TASK OBJECTIVE:
Answer these questions using the article about screenwriter Joelle Touma:
1. Who directed The Insult?
2. Since what year has Touma been writing screenplays?
3. Which film was the first one Touma wrote?

Spotlight on Lebanese Screenwriter Joelle Touma, Now a Rare Oscar Nominee from the Middle East!
By FF2 Intern Farah S. Elattar
Even though The Insult is now an Oscar-nominated film – a first for Lebanon – it seems that the mainstream media is focusing primarily on Ziad Doueiri (the director) and his contributions to the film, making for another case where the female filmmaker is left in shadows and receives no recognition for all the work she put in.
As an Arab woman as well as a film student, the news of the nomination was definitely bittersweet. I was delighted to hear that an Arab film was deemed Oscar-worthy, but I also expected there would be no recognition of Joelle Touma despite the fact that she is a respected screenwriter with many strong features that she worked on before The Insult.
Indeed, this is now the case. A simple Google search for “Joelle Touma” or “The Insult” leads one only to interviews and Q&As with Ziad Doueiri, leaving no room for Joelle Touma to voice her own perspective on the film.
I would like to take this opportunity to applaud Joelle Touma and use this platform to highlight her successes (without portraying her as part of a group or as occupying a secondary role in the production of her features).
Based out of Lebanon, Joelle Touma has been writing screenplays since 1998. She started her career in the entertainment industry focusing primarily on TV and theater and later shifted her attention towards film. Touma is credited with writing socially-motivated films, alongside Ziad Doueiri, including the Oscar-nominated The Insult, which is not Joelle Touma’s first attempt at a socially-engaged story. In fact, all of her films deal with religious and societal issues rooted primarily in the Middle East. Touma co-wrote three films that deal with the status of the Middle East in the developed world: Lila Says (2004), Just Like a Woman (2012) and The Attack (2012).
Despite having different directors and co-writers, the films that feature Joelle Touma are all interconnected, through what can only be her touch and vision, in that they deal with bridging the gaps between seemingly opposite cultures. Touma uses her films in order to explore the various positions that the Middle East occupies in the developed world. She sets her stories in Western locations and creates complex Middle Eastern characters that may, or may not, find peace in the Western world. When watched one after another, her films play out like a series of possible scenarios: on the one hand, she wishes for a fusion between both cultures, and on the other hand, she faces the sometimes-insurmountable chaotic reality that exists in that region.
Although the spotlight has only recently shined on her, Touma has been writing films since the early 2000s, the first being Lila Says.

SUPPLIED DATA:
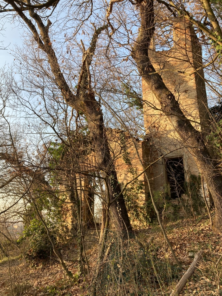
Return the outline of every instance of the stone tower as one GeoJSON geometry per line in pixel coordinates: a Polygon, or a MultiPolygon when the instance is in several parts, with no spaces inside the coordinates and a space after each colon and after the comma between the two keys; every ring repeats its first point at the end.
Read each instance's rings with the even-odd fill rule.
{"type": "MultiPolygon", "coordinates": [[[[202,131],[208,113],[203,71],[198,70],[202,66],[201,48],[191,25],[182,18],[175,20],[173,36],[173,45],[169,50],[155,51],[155,46],[151,46],[151,60],[178,100],[184,114],[195,128],[202,131]]],[[[192,154],[183,147],[160,111],[159,102],[142,79],[142,87],[146,137],[152,147],[153,157],[155,159],[168,154],[153,168],[154,189],[168,190],[171,198],[175,198],[178,193],[175,192],[175,180],[172,181],[169,171],[177,176],[176,182],[179,186],[180,182],[187,181],[189,172],[198,175],[199,172],[192,154]]],[[[182,191],[179,192],[181,195],[182,191]]]]}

ANSWER TO THE TASK:
1. Ziad Doueiri
2. 1998
3. Lila Says